▶ Goal: Could you copy the material below line for line, leaving out every picture?

---------- Extracted material

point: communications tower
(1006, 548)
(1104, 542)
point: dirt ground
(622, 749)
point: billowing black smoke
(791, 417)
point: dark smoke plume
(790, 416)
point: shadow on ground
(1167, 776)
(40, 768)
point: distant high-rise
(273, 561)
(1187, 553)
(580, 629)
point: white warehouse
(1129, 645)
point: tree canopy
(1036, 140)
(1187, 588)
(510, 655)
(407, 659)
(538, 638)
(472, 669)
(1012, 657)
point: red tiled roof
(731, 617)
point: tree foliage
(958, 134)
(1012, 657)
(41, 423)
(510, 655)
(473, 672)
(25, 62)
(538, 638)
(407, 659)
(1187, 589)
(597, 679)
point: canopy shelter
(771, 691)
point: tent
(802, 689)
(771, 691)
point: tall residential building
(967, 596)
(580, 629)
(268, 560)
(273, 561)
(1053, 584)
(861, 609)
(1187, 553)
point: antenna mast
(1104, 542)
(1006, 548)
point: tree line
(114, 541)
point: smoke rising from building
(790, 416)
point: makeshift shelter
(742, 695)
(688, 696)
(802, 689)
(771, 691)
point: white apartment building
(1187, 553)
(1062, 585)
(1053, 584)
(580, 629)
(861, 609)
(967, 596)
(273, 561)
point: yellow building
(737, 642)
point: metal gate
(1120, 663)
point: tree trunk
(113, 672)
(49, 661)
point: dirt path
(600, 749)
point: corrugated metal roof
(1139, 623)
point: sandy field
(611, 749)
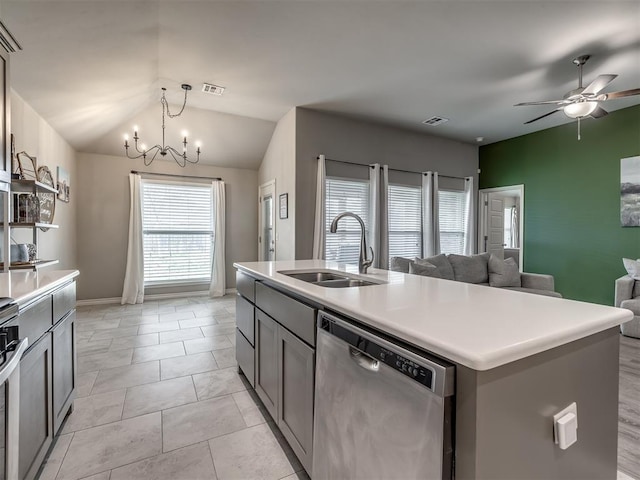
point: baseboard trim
(157, 296)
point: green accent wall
(572, 200)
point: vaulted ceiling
(93, 68)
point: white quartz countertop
(25, 285)
(476, 326)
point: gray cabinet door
(266, 372)
(64, 368)
(36, 425)
(244, 318)
(296, 365)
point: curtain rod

--------------------

▶ Answer to this exercise:
point: communications tower
(1006, 548)
(1104, 542)
point: dirt ground
(622, 749)
point: billowing black smoke
(791, 417)
point: dark smoke plume
(790, 416)
point: shadow on ground
(1167, 776)
(40, 768)
point: distant high-rise
(273, 561)
(1187, 553)
(580, 629)
point: white warehouse
(1129, 645)
point: tree canopy
(1036, 140)
(1187, 588)
(510, 655)
(407, 659)
(538, 638)
(472, 669)
(1012, 657)
point: red tiled roof
(731, 617)
point: tree foliage
(958, 134)
(1012, 657)
(41, 423)
(510, 655)
(473, 672)
(25, 62)
(538, 638)
(407, 659)
(1187, 589)
(597, 679)
point: canopy shelter
(771, 691)
point: tent
(802, 689)
(771, 691)
point: tall residential building
(967, 596)
(580, 629)
(268, 560)
(273, 561)
(1053, 584)
(861, 609)
(1187, 553)
point: antenna mast
(1104, 542)
(1006, 548)
point: tree line
(114, 541)
point: smoke rising from building
(790, 416)
point: makeshift shelter
(742, 695)
(688, 696)
(802, 689)
(771, 691)
point: white apartment building
(1187, 553)
(1062, 585)
(1053, 584)
(580, 629)
(861, 609)
(967, 596)
(273, 561)
point: yellow building
(737, 642)
point: metal gate
(1120, 663)
point: tree trunk
(113, 672)
(49, 661)
point: dirt path
(600, 749)
point: corrugated metal roof
(1139, 623)
point: sandy field
(611, 749)
point: baseboard trim
(157, 296)
point: green accent wall
(572, 200)
point: vaulted ceiling
(93, 68)
point: white quartz countertop
(25, 285)
(476, 326)
point: gray cabinet door
(266, 372)
(64, 368)
(36, 425)
(244, 318)
(296, 365)
point: curtain rod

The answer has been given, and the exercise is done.